» **WHAT NEEDS TO BE DONE**: In the records below, find the line with "carpet with a dot." and repeat exactly every line from it through the line with "Q: Identify the person's". Pictures stay out.

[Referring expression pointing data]
----
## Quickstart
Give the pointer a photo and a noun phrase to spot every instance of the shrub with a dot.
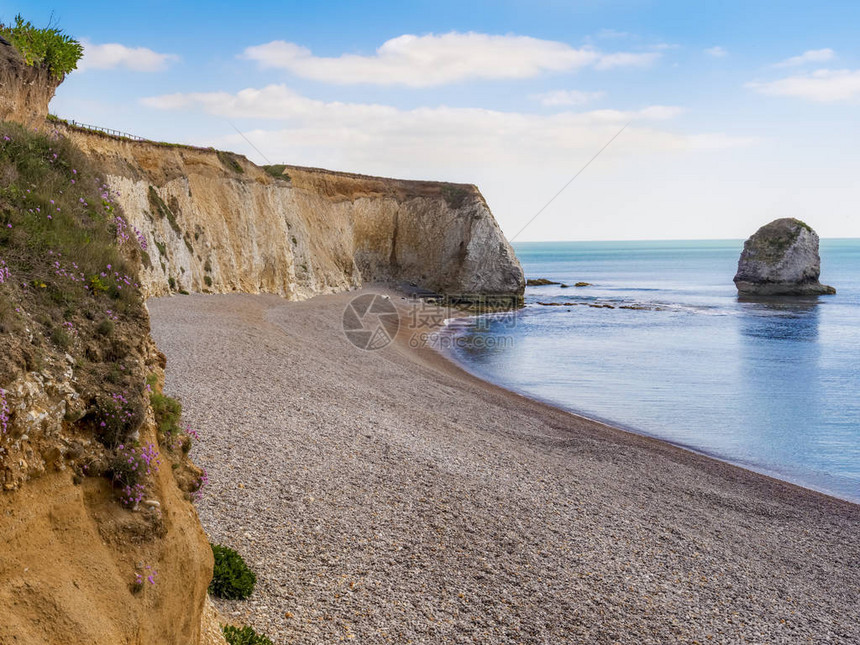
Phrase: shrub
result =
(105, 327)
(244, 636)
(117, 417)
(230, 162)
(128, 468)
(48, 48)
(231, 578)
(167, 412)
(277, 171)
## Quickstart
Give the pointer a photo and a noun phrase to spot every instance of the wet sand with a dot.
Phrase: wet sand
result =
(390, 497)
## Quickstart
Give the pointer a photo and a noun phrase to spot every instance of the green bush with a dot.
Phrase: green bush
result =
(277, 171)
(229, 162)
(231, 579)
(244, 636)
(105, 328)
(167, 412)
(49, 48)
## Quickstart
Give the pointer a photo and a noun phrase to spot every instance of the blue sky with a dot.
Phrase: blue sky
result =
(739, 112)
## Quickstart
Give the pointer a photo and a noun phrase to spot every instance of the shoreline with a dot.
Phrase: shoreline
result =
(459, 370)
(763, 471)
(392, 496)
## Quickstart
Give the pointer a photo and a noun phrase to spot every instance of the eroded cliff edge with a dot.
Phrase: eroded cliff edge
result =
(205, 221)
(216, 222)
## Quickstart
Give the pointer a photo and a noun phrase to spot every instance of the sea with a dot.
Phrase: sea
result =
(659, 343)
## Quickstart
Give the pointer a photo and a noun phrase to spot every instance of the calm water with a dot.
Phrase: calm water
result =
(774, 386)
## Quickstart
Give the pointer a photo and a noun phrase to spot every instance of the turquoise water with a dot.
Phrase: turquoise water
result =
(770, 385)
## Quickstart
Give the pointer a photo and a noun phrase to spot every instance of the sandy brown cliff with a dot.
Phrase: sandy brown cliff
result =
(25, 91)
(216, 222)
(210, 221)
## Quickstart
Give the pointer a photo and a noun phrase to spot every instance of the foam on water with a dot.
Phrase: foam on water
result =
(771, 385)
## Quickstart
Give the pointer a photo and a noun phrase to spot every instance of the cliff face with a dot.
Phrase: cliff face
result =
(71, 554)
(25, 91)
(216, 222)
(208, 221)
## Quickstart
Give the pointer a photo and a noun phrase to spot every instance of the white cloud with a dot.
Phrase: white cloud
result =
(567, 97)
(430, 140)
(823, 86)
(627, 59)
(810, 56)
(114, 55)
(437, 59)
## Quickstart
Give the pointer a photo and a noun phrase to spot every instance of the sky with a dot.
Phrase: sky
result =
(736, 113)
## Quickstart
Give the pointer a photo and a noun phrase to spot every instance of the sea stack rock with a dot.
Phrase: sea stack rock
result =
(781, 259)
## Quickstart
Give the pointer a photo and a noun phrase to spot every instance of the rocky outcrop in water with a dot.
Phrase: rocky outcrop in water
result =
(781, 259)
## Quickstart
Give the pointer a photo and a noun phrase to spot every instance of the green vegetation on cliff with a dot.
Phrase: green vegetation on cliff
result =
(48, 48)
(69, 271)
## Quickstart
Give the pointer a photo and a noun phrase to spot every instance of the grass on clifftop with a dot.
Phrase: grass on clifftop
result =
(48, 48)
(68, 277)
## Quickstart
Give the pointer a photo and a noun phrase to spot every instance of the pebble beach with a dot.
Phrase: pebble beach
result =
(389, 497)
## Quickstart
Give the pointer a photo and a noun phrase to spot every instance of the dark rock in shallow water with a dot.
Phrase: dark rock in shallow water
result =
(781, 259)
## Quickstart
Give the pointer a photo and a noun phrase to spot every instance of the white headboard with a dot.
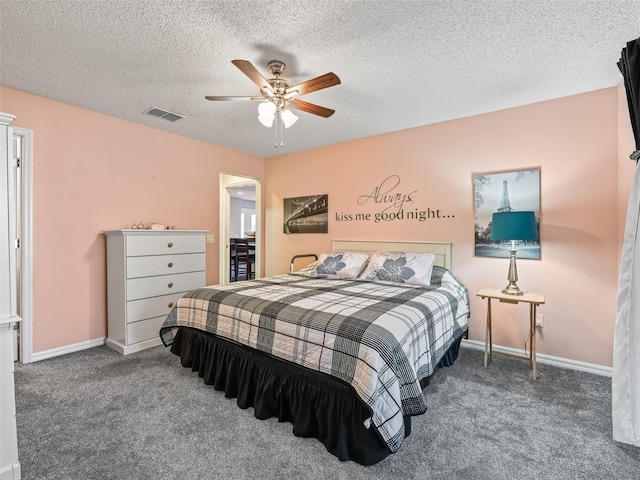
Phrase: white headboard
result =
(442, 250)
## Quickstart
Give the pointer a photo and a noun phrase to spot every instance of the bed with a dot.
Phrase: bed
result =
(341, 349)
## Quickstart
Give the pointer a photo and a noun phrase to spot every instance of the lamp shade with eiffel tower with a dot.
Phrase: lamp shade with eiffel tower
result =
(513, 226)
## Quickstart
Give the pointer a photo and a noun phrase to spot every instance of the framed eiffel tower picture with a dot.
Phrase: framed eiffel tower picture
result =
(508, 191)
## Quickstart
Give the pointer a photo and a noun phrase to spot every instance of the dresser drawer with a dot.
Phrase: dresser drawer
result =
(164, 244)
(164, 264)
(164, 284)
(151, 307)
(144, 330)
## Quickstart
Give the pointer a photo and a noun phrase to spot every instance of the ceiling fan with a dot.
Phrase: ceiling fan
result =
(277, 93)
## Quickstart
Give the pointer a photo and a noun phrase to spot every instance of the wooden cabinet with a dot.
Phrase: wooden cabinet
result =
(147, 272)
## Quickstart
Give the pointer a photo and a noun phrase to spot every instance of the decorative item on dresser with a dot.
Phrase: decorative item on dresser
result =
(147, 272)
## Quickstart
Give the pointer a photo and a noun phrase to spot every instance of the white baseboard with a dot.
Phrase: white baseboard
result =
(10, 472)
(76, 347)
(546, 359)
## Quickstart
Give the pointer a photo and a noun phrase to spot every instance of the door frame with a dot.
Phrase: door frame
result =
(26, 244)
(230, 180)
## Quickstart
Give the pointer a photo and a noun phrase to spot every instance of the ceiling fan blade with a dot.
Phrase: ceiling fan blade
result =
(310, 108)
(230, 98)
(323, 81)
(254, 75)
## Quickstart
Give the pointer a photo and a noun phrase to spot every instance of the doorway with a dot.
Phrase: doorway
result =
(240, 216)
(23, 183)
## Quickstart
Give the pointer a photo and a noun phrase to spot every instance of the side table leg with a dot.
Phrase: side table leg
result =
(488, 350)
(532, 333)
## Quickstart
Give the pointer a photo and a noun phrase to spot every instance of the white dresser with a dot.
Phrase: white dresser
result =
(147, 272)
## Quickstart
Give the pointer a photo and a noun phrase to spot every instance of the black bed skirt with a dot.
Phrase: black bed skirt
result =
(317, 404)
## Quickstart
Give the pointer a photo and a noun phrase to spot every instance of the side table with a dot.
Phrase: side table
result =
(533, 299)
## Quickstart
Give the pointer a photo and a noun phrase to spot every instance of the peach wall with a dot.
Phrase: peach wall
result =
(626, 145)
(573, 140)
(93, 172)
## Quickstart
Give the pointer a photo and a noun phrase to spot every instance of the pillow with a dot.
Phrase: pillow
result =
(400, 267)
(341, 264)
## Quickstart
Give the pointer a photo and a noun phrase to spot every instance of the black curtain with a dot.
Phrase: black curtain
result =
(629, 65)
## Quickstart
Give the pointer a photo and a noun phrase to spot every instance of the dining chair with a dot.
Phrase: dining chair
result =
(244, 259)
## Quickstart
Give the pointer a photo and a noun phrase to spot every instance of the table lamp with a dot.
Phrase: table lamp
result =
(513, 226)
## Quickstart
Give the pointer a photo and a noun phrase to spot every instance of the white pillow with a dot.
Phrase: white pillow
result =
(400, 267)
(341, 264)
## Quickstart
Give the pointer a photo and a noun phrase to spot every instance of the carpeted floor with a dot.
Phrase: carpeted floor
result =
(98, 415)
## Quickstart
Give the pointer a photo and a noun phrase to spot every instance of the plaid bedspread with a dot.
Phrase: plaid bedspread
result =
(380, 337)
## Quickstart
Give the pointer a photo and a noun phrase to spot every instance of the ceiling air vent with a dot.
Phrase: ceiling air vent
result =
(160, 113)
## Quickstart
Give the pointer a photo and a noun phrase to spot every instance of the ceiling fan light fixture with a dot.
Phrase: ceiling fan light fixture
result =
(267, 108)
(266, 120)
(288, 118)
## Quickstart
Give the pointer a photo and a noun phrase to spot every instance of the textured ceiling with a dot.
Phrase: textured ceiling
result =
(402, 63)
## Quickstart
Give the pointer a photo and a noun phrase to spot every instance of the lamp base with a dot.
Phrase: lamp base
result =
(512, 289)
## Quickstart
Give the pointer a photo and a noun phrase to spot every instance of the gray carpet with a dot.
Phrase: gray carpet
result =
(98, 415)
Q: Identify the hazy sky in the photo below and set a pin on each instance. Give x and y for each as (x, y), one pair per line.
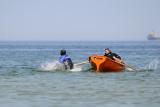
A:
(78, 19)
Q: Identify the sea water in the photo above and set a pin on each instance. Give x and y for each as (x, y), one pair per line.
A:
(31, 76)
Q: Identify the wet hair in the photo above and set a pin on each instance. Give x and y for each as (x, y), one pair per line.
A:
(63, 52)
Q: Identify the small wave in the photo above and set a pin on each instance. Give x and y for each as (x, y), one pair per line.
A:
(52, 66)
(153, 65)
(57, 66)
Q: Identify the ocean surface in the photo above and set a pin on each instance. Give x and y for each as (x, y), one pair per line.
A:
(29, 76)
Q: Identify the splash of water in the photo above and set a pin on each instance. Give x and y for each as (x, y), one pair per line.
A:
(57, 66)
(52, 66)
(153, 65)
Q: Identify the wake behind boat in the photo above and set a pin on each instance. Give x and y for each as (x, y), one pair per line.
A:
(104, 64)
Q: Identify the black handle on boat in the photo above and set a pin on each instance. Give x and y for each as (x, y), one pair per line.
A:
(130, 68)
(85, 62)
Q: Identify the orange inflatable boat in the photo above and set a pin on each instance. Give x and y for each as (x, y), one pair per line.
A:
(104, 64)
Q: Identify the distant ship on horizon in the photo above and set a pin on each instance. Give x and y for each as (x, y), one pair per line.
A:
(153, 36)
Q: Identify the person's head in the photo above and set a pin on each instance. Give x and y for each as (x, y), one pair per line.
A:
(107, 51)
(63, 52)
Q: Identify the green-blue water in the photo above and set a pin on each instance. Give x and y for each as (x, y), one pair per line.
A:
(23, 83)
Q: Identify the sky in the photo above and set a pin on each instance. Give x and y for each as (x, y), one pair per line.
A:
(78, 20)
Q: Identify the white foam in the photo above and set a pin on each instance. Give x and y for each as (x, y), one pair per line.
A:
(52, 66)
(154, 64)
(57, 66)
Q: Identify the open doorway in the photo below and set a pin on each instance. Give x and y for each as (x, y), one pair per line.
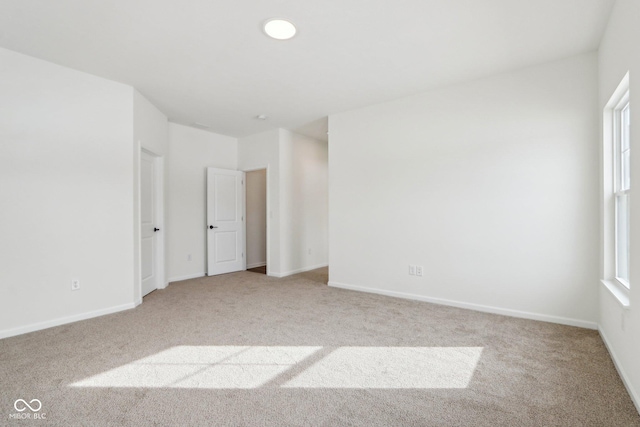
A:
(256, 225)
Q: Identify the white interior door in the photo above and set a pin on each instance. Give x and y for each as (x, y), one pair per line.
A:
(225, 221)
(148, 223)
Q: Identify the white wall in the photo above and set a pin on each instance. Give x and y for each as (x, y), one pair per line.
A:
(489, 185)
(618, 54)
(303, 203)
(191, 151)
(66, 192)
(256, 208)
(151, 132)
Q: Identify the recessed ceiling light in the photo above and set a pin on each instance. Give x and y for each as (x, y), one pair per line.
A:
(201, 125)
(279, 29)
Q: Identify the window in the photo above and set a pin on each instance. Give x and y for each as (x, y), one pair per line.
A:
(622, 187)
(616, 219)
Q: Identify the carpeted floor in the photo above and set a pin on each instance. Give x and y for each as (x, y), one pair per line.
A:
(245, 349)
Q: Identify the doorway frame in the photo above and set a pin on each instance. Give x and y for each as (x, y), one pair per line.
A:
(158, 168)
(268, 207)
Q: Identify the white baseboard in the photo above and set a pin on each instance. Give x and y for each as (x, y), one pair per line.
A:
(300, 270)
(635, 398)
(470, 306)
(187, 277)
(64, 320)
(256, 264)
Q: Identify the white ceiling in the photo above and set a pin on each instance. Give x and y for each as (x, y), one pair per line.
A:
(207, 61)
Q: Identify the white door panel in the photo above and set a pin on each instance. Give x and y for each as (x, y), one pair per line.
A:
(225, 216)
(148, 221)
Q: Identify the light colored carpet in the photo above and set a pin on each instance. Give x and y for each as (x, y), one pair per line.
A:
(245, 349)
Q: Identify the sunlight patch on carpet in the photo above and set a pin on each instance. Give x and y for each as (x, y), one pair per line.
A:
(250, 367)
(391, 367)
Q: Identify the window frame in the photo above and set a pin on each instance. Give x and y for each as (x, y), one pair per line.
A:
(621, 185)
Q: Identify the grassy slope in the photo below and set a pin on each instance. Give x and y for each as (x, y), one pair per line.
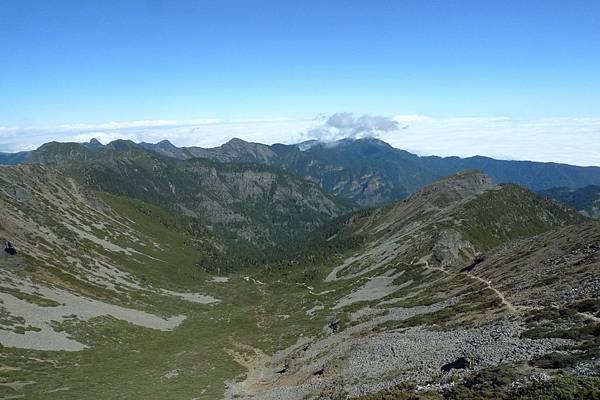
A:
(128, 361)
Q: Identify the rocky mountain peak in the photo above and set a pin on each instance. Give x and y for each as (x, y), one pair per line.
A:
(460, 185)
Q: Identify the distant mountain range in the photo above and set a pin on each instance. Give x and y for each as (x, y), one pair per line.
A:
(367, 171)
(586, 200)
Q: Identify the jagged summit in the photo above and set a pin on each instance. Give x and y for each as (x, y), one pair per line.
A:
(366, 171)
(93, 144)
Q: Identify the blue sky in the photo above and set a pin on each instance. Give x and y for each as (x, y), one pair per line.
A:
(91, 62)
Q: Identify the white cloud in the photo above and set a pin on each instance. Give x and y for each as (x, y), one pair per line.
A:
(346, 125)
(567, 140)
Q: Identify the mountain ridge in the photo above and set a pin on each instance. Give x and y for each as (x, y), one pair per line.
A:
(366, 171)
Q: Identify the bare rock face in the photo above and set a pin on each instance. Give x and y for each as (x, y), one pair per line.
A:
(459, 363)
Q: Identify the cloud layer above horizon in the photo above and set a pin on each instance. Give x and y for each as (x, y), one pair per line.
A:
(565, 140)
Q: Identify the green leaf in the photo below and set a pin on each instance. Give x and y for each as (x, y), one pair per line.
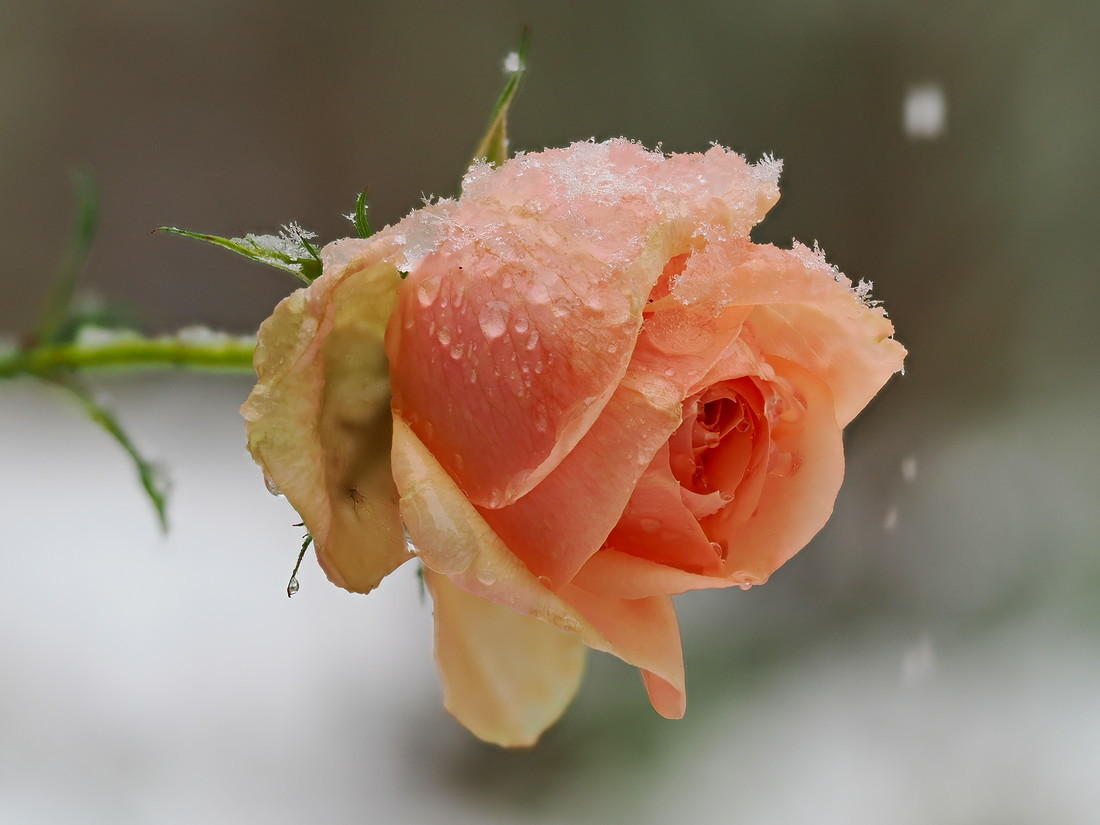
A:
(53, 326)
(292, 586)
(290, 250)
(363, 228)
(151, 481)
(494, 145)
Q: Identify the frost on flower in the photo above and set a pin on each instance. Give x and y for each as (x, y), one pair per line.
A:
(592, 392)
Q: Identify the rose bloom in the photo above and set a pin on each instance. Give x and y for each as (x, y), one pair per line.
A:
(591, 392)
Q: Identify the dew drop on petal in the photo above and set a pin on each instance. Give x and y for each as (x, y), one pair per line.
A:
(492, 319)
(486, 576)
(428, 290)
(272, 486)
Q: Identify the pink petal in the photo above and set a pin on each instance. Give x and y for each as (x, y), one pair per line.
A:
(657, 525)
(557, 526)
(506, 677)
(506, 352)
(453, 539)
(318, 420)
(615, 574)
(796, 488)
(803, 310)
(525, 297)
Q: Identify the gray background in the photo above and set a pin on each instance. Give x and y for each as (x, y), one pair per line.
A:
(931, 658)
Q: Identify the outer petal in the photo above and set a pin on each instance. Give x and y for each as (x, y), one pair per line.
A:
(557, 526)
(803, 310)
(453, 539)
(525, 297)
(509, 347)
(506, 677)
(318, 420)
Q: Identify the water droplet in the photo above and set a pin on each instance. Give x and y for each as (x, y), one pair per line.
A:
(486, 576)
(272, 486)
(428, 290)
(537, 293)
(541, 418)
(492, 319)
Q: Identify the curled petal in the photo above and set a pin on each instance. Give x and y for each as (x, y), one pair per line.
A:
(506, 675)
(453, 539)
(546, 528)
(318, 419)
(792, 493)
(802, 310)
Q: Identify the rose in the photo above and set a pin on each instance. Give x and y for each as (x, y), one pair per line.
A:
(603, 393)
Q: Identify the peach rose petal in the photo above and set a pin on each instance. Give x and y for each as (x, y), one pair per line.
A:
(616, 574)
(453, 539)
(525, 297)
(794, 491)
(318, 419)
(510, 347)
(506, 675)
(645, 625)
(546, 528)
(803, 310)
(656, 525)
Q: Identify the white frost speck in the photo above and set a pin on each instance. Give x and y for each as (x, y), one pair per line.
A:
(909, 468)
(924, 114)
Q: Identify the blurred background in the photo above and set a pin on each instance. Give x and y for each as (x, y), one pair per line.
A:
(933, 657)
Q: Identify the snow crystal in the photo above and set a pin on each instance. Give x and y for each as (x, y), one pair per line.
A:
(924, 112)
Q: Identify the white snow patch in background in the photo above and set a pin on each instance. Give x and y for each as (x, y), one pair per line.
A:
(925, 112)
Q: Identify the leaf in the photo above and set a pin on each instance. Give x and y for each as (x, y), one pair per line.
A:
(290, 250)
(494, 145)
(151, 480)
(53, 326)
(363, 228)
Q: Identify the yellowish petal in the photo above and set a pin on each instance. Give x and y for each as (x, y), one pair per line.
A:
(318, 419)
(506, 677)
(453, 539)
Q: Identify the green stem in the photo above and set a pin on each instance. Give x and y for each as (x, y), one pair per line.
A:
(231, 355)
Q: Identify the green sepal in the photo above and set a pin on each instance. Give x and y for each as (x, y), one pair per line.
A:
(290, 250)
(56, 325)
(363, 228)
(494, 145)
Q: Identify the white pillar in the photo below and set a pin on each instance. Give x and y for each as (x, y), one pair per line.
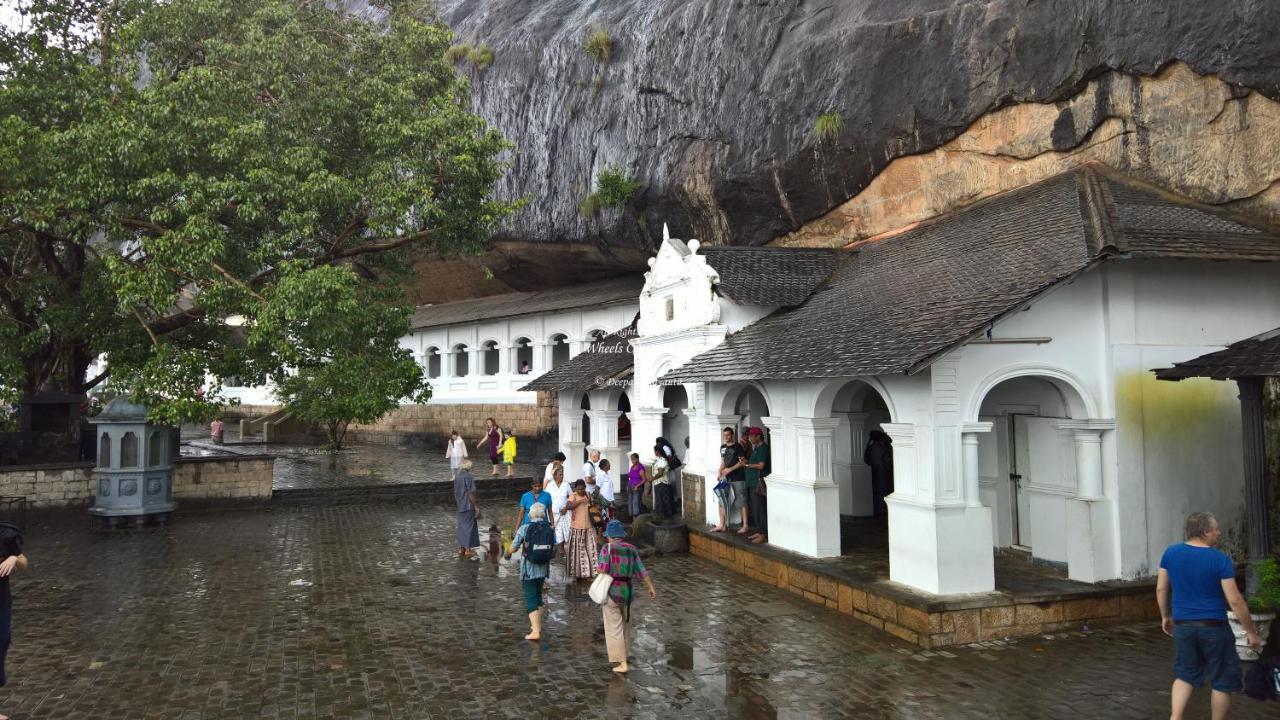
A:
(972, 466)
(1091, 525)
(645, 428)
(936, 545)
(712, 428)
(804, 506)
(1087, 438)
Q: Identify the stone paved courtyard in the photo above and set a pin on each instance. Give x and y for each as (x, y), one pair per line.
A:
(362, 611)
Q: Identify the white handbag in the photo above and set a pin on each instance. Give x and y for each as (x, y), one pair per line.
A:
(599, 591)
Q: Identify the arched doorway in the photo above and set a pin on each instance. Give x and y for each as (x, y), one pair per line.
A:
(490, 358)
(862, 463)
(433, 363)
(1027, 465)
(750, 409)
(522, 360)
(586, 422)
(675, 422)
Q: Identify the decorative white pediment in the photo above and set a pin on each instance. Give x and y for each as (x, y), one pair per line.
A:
----
» **SOLVED EXERCISE**:
Give the pointer a photo and a noun phrase to spot every instance of the gray carpet with a dot.
Phrase: gray carpet
result =
(98, 415)
Q: Identify the hazy sky in the photo below and set a pin on each instance. Give x and y for each as (x, y), one pair per line.
A:
(78, 19)
Q: Identify the sea water in the photo above and set a pin on each instance. Give x and y for each as (x, y), one pair per line.
A:
(31, 76)
Q: Identify the wet hair in the photo above and set a pin on each instance. Give x and y for each as (x, y), one pair per line.
A:
(63, 52)
Q: Identify the small wave in the photo above and set a pin on each instance. Give x and y for each as (x, y), one pair per line.
A:
(52, 66)
(153, 65)
(57, 66)
Q: Identify the ocean surface in the photo above and set a pin on each instance. Give x and y for each as (x, y), one pair per line.
A:
(29, 76)
Q: Identify the splash of water in the photo above and set a pin on each instance. Give x and y for each as (x, y), one pair per line.
A:
(57, 66)
(52, 66)
(153, 65)
Q: Identify the wake behind boat in the photo above and set a pin on each instance. Give x and y for each as (x, y), one pair per line.
A:
(104, 64)
Q: Identify the black handle on boat in the photo above and set a pin on each instance. Give x and y for each as (x, y), one pair per line.
A:
(130, 68)
(85, 62)
Q: Identify the orange inflatable boat in the photo above and set a pin on each instance. Give x and y for each as (x, y), one pair per line.
A:
(104, 64)
Q: Identify the distant ship on horizon in the photo above and set a pin on each instance. Give x and y for each as (x, y), one pair per line.
A:
(153, 36)
Q: Identify the person's head in the photo above and set a pin on each instance. Give x and y for each as (x, y), one pair per line.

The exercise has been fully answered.